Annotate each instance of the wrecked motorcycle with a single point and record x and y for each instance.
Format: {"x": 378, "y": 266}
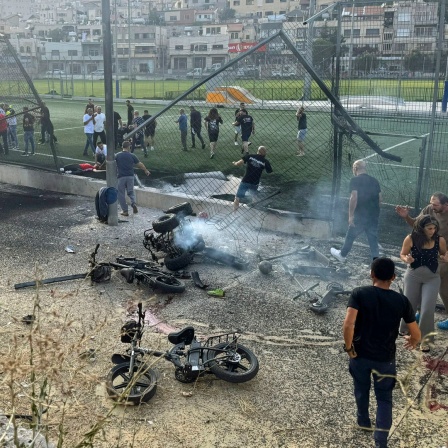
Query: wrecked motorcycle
{"x": 174, "y": 235}
{"x": 144, "y": 271}
{"x": 133, "y": 380}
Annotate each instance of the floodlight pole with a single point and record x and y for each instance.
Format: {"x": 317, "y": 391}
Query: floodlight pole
{"x": 111, "y": 168}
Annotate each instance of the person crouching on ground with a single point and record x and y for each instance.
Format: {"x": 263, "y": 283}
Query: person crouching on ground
{"x": 125, "y": 173}
{"x": 370, "y": 330}
{"x": 255, "y": 164}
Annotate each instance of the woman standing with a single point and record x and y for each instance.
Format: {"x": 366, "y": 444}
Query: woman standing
{"x": 212, "y": 121}
{"x": 421, "y": 250}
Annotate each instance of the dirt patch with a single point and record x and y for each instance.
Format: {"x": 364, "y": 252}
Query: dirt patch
{"x": 301, "y": 397}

# # # # # # #

* **About this task**
What you give back must be the data above, reproduced exactly and free of pictures.

* **Worked solution**
Annotate each instance of the wrecked motorcycle with a single point and record x and y for each instance.
Format: {"x": 378, "y": 266}
Query: wrecked motorcycle
{"x": 174, "y": 235}
{"x": 144, "y": 271}
{"x": 133, "y": 380}
Annotate each instance of the floodlight pole with a single point and record x and y for each instance.
Format: {"x": 317, "y": 391}
Query: floodlight pole
{"x": 111, "y": 168}
Annotate each instance of the person crouching on ground with a single point and record x and y for each instance.
Format: {"x": 263, "y": 283}
Query: person crouching on ground
{"x": 125, "y": 173}
{"x": 370, "y": 330}
{"x": 255, "y": 164}
Annotate each instance of the woman standing with a single point and record x and y for each instance.
Format: {"x": 366, "y": 444}
Query: woman standing
{"x": 212, "y": 121}
{"x": 421, "y": 250}
Annotate each instance of the dirt patch with a single point and record x and y for each instance.
Format: {"x": 364, "y": 252}
Query: dirt patch
{"x": 301, "y": 397}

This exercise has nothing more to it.